WORK TO BE COMPLETED
Each of the entries should be retyped precisely as it appears.

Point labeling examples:
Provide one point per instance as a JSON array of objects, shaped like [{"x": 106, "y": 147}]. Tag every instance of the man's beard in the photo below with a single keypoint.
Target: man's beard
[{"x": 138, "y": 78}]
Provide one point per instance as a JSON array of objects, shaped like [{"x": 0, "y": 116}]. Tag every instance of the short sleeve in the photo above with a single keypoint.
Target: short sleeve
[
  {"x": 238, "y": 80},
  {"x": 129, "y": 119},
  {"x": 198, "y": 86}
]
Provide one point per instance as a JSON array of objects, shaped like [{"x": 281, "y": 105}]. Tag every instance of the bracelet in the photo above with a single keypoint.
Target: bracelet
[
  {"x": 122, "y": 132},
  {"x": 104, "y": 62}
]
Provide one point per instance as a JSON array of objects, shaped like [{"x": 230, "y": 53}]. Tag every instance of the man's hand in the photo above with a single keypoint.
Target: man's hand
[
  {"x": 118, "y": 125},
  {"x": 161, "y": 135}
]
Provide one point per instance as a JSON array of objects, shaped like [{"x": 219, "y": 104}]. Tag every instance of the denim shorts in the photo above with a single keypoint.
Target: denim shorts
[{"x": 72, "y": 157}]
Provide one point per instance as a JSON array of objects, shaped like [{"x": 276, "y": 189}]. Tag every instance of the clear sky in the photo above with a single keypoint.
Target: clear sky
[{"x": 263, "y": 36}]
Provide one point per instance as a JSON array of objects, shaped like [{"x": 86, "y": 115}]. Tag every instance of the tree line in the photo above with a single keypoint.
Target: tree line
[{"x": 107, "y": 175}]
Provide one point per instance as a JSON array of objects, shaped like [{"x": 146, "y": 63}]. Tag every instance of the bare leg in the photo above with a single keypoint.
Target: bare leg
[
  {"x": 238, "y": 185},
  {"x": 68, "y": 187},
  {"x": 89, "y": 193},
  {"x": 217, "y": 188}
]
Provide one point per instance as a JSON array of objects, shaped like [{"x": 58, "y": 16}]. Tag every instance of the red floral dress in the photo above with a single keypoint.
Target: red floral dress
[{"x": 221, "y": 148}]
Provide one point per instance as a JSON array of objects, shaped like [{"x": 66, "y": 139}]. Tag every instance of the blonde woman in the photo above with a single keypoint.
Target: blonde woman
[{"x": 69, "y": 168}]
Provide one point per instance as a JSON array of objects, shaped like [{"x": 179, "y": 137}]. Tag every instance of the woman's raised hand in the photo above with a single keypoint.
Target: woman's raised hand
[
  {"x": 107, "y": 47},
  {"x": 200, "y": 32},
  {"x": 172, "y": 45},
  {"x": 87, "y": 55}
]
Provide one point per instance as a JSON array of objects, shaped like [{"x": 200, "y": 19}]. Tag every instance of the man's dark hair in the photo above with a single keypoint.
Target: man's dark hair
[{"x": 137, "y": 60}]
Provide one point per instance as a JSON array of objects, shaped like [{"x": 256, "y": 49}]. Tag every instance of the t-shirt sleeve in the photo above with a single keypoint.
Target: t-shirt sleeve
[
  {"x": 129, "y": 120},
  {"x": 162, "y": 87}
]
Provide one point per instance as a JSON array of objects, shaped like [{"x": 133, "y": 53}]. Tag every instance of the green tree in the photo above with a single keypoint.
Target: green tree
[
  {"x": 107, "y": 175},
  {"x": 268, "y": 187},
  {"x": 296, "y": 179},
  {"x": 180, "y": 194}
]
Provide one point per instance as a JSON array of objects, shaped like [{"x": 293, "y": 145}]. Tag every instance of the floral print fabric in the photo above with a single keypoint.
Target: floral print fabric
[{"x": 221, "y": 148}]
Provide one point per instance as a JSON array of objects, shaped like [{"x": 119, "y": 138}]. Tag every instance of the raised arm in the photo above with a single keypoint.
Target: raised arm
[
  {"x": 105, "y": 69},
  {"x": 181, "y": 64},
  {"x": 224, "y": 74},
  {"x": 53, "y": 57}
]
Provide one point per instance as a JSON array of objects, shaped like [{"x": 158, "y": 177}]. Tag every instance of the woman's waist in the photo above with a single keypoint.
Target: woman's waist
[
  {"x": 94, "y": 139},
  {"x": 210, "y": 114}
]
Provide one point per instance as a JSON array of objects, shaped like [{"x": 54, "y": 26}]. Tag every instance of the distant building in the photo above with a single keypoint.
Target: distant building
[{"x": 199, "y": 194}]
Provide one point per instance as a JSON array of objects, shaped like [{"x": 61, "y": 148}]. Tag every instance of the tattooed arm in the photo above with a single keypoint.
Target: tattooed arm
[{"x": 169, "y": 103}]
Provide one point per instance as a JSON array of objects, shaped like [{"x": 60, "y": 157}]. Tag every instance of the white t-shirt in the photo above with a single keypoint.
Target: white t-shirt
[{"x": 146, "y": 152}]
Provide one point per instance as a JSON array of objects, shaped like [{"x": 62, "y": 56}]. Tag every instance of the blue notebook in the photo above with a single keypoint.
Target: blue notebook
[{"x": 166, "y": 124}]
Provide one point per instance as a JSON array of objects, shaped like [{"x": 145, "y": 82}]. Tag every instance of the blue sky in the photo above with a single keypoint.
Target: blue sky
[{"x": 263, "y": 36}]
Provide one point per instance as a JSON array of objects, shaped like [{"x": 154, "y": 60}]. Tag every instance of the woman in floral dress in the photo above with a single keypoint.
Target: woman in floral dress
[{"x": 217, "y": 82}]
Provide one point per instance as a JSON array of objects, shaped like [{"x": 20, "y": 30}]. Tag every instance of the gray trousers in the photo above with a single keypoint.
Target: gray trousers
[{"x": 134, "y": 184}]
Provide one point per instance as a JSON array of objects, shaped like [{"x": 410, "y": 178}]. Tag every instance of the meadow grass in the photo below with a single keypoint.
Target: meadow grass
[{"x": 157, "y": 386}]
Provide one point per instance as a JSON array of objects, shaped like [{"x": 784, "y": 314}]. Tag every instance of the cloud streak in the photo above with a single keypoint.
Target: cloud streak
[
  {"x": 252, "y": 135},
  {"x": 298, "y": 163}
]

RESPONSE
Provide one point per instance as a JSON array of objects, shaped like [{"x": 106, "y": 147}]. Tag every instance of the man's beard in the photo below with a single keypoint.
Target: man's beard
[{"x": 138, "y": 78}]
Provide one point per instance as a JSON array of objects, shaped like [{"x": 0, "y": 116}]. Tag every instance of the short sleeve in the photo above with a single keypoint.
Target: short sleeve
[
  {"x": 238, "y": 80},
  {"x": 129, "y": 119},
  {"x": 198, "y": 86}
]
Provide one point per instance as a JSON array of objects, shaped like [{"x": 281, "y": 105}]. Tag every instance of the bracelet in the photo above with a single keypoint.
Target: bracelet
[
  {"x": 122, "y": 132},
  {"x": 104, "y": 62}
]
Provide one point per instance as a JSON array of objects, shaped like [{"x": 230, "y": 53}]. Tag every instance of the man's hand in the photo above with a single keypoint.
Target: man's hand
[
  {"x": 118, "y": 125},
  {"x": 161, "y": 135}
]
Provide one point per instance as a JSON array of objects, shaped like [{"x": 219, "y": 104}]. Tag every instance of the denim shorts in the photo above with a single keypoint.
Target: denim shorts
[{"x": 72, "y": 157}]
Provide one point per instance as a JSON array of objects, shaped like [{"x": 276, "y": 189}]. Tag every instance of the clear sky in the photo above with a single keypoint.
Target: clear sky
[{"x": 263, "y": 36}]
Provide one point per instance as a JSON array of objects, shaped like [{"x": 86, "y": 115}]. Tag every instance of the tree line in the photo above with a single keypoint.
Target: tree line
[{"x": 107, "y": 175}]
Provide one point per instance as a JSON array of objects, shaped like [{"x": 146, "y": 63}]. Tag every instance of the bare leg in the photo above with a single keypoint.
Target: bare leg
[
  {"x": 238, "y": 185},
  {"x": 68, "y": 187},
  {"x": 89, "y": 193},
  {"x": 217, "y": 188}
]
Provide one point per instance as a JSON array of objects, shaped like [{"x": 58, "y": 16}]. Tag every instance of the red floral dress in the photo above with a single keypoint.
Target: red floral dress
[{"x": 221, "y": 148}]
Provide one point per instance as a JSON array of objects, shaped like [{"x": 66, "y": 139}]. Tag every instance of the blonde woman in the photo above with a single keypoint.
Target: blonde woman
[{"x": 69, "y": 168}]
Provide one point per instance as a JSON array of objects, shaped like [{"x": 179, "y": 137}]. Tag every instance of the woman's raised hand in the photo above with a single keypoint.
Target: woman's raised hand
[
  {"x": 107, "y": 47},
  {"x": 200, "y": 32},
  {"x": 172, "y": 45},
  {"x": 87, "y": 55}
]
Provide one point per instance as a JSON array of objects, shaped like [{"x": 200, "y": 19}]. Tag every instance of the man's dark hair in the photo above with a single keypoint.
Target: man's dark hair
[{"x": 137, "y": 60}]
Provide one point per instance as a JSON array of objects, shaped like [{"x": 256, "y": 49}]. Tag every instance of the t-shirt sleeve in the photo above with a single keypoint.
Target: t-shirt sleeve
[
  {"x": 129, "y": 120},
  {"x": 162, "y": 87}
]
Provide one point per instance as a JSON array of objects, shaped like [{"x": 133, "y": 53}]. Tag every instance of the green tree in the photo above with a single keypoint.
Target: green tree
[
  {"x": 107, "y": 175},
  {"x": 268, "y": 187},
  {"x": 296, "y": 179},
  {"x": 180, "y": 194}
]
Provide one point per instance as a JSON array of objects, shaped like [{"x": 293, "y": 145}]. Tag every instance of the floral print fabric in the photo above with a single keypoint.
Target: floral print fabric
[{"x": 221, "y": 148}]
Provide one point per instance as a JSON array of objects, shaped like [{"x": 119, "y": 138}]. Tag every instance of the raised arm in the photo above with a single keypoint.
Target: raised arm
[
  {"x": 105, "y": 69},
  {"x": 181, "y": 64},
  {"x": 224, "y": 74},
  {"x": 53, "y": 57}
]
Provide one point per instance as a JSON array of objects, shaped like [{"x": 158, "y": 177}]. Tag every instance of the woman's waist in the photo above with a single keypoint.
Target: woman's waist
[
  {"x": 94, "y": 139},
  {"x": 210, "y": 114}
]
Provide one point per instance as a JSON array of objects, shaped like [{"x": 54, "y": 26}]. Tag every instance of the distant building in the photo above with a single keypoint.
Target: distant building
[{"x": 199, "y": 194}]
Provide one point per instance as a JSON array of objects, shaped like [{"x": 61, "y": 148}]. Tag every instance of the tattooed arm in the photo above with a single keypoint.
Target: tattooed arm
[{"x": 169, "y": 103}]
Provide one point per instance as a JSON array of objects, shaped like [{"x": 60, "y": 157}]. Tag every instance of the white t-shirt in the photo above with a single keypoint.
Target: white t-shirt
[{"x": 146, "y": 152}]
Provide one point per instance as a JSON array of objects, shaped like [{"x": 62, "y": 56}]. Tag every instance of the blue notebook in the photo above with a single keypoint.
Target: blue notebook
[{"x": 166, "y": 124}]
Provide one point per instance as a JSON array of objects, shaped like [{"x": 145, "y": 82}]. Tag every instance of the blue sky in the photo above with a single keypoint.
Target: blue sky
[{"x": 263, "y": 36}]
Provide one point per instance as a JSON array of objects, shaped like [{"x": 154, "y": 60}]. Tag every instance of the woman in floral dress in the photo above with a single keypoint.
Target: woman in floral dress
[{"x": 217, "y": 82}]
Provide one point per instance as a JSON array of objects, shaped like [{"x": 20, "y": 30}]. Tag every instance of the gray trousers in the photo above with a single keypoint.
Target: gray trousers
[{"x": 134, "y": 184}]
Provide one point per instance as a JSON array of objects, shaped like [{"x": 410, "y": 178}]. Tag every instance of the meadow grass in the photo below with a single keypoint.
Target: meadow grass
[{"x": 157, "y": 386}]
Provide one point per instance as a JSON array of objects, shaped like [{"x": 784, "y": 314}]. Tag every instance of the cloud streak in the photo above with a single keypoint.
Target: cloud streak
[
  {"x": 252, "y": 135},
  {"x": 298, "y": 163}
]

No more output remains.